> **To do**:
Given the records below, would you repeat exactly the lines that begin at the one containing "Given this scan, please locate the distant treeline" and end at the one containing "Given this scan, please locate the green stem", inclusive?
=== Section Start ===
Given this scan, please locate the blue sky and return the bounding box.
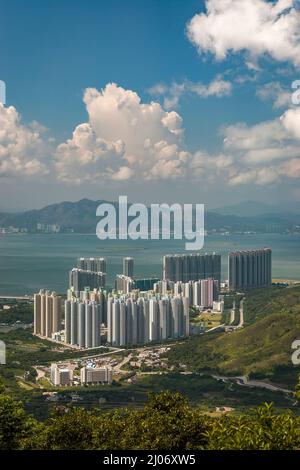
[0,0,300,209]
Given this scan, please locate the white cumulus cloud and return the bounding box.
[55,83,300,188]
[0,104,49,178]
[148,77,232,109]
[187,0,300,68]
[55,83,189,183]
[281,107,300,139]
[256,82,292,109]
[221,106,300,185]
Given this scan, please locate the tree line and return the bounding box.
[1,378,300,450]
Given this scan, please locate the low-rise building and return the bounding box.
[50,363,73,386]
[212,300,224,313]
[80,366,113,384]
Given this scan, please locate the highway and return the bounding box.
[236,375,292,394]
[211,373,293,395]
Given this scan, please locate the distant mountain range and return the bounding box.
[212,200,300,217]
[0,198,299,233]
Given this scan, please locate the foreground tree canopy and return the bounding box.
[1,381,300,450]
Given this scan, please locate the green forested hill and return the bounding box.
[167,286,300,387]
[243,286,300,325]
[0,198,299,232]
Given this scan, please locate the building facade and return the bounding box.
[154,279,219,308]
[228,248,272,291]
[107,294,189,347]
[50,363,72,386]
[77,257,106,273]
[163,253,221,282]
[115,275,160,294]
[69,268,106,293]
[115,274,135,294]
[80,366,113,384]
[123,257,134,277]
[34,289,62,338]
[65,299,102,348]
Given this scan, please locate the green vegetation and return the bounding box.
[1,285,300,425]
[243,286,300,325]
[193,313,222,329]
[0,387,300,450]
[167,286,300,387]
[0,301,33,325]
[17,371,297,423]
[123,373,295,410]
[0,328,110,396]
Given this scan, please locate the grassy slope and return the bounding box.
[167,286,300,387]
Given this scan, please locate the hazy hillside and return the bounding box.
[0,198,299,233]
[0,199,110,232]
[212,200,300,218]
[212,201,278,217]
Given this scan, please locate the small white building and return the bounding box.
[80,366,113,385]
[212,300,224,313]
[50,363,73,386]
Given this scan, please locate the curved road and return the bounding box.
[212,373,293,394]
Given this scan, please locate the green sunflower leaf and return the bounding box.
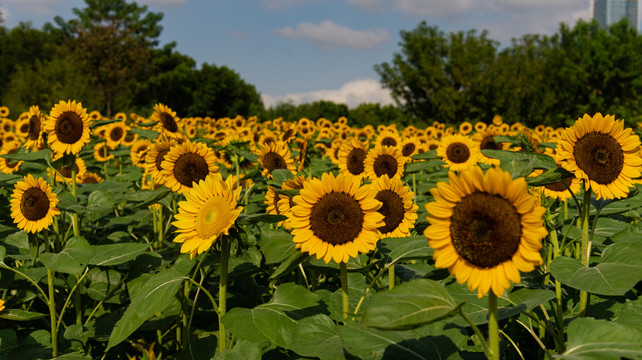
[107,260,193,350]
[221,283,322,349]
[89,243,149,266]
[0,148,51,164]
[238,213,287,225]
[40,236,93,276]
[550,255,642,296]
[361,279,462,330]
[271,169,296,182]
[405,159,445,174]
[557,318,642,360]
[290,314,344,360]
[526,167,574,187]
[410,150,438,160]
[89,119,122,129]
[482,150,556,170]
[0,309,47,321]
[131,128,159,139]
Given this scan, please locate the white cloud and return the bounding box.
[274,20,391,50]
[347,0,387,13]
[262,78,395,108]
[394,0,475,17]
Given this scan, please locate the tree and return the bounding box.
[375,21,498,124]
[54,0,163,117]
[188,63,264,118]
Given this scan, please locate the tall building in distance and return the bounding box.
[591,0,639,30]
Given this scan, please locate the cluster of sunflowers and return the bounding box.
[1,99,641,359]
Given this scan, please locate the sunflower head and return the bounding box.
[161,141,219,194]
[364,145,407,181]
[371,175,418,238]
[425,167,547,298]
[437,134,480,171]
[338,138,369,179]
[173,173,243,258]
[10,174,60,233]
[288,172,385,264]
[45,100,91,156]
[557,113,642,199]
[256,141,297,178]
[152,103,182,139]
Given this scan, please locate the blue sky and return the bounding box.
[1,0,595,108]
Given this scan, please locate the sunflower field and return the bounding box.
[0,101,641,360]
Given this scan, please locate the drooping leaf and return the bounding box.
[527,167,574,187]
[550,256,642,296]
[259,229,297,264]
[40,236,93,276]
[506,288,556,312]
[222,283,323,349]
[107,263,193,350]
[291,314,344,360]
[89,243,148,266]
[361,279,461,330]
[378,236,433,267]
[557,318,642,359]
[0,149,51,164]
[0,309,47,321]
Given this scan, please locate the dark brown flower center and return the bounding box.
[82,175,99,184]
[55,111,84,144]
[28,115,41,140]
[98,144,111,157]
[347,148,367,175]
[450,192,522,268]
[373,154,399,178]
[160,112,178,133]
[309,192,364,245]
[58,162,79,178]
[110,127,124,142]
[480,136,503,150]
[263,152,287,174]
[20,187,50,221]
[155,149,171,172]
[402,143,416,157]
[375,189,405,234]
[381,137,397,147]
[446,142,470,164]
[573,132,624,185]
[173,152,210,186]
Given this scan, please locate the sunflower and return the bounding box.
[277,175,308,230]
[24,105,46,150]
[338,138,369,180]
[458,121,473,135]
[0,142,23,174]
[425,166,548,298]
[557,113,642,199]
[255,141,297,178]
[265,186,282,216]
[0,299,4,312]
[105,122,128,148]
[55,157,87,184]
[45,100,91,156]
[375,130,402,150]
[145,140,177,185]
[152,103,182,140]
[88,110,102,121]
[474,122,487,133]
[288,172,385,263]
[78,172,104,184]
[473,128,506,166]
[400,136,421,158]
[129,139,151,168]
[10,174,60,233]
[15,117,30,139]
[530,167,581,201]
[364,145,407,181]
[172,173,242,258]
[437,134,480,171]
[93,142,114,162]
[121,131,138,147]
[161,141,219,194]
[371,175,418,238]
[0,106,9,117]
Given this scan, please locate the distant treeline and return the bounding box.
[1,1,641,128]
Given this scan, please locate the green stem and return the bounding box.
=== Section End ===
=== Section Start ===
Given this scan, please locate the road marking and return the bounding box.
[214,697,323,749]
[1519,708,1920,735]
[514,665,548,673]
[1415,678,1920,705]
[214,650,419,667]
=== Section End ===
> **Reply**:
Given this scan, please locate the distant treeline and return the bounding box.
[1,1,641,128]
Given this scan, please locate the green stem and return the bounding box.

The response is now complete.